>> start Given data

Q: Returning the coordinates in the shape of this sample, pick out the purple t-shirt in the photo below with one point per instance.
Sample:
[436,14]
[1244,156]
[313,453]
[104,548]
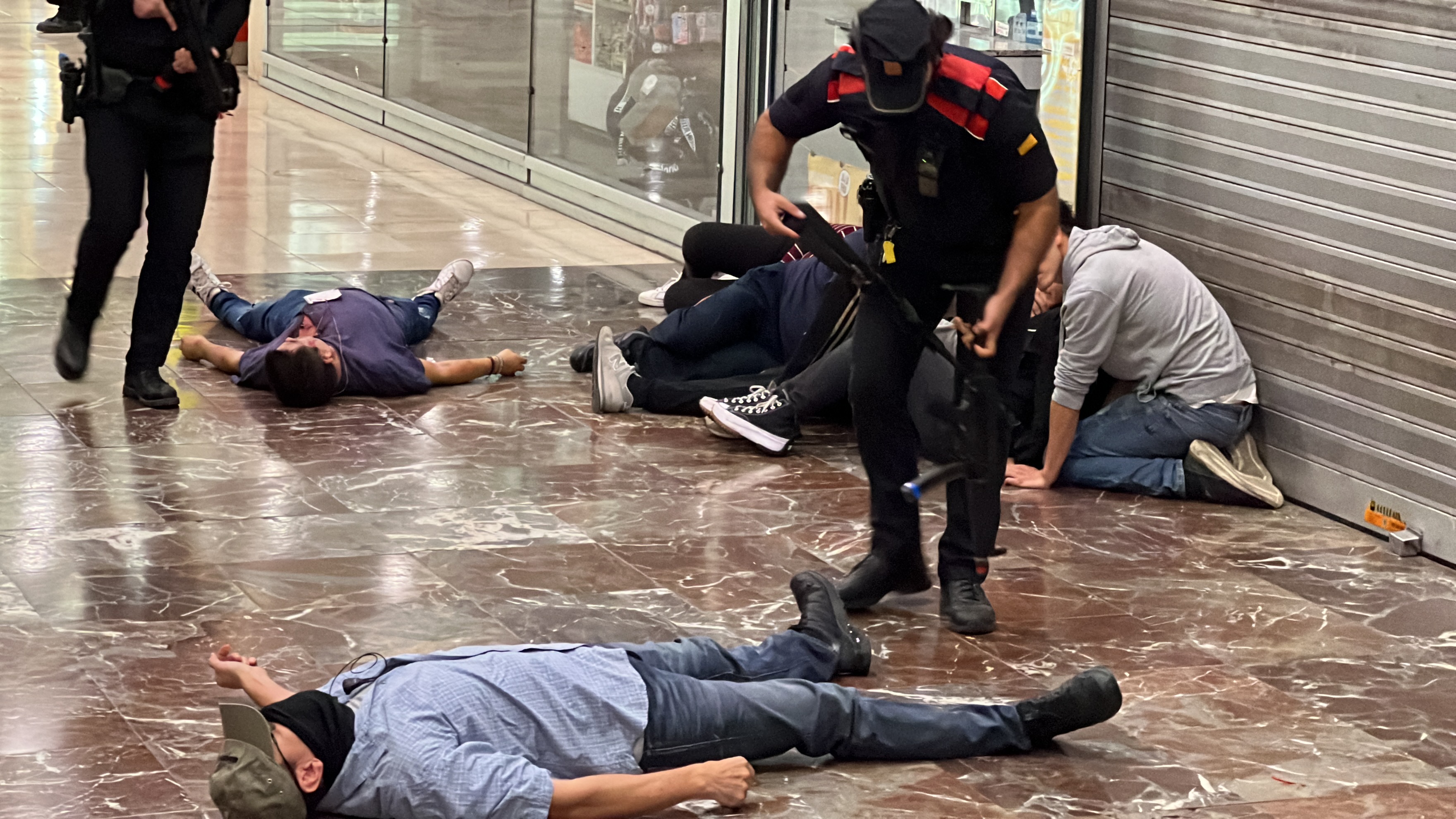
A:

>> end Given data

## Objective
Set out every line of the material above as a Markdown table with the columns "Row" and "Content", numbering each row. Skip blank lines and omit the pictures.

## Task answer
| Row | Content |
|---|---|
| 1 | Q: Returning the coordinates in the shape of this sample, pick out the purple t-shirt in the photo below with one point per instance. |
| 2 | Sample: |
| 3 | [436,14] |
| 4 | [1244,156] |
| 5 | [313,453] |
| 6 | [104,548] |
| 7 | A: |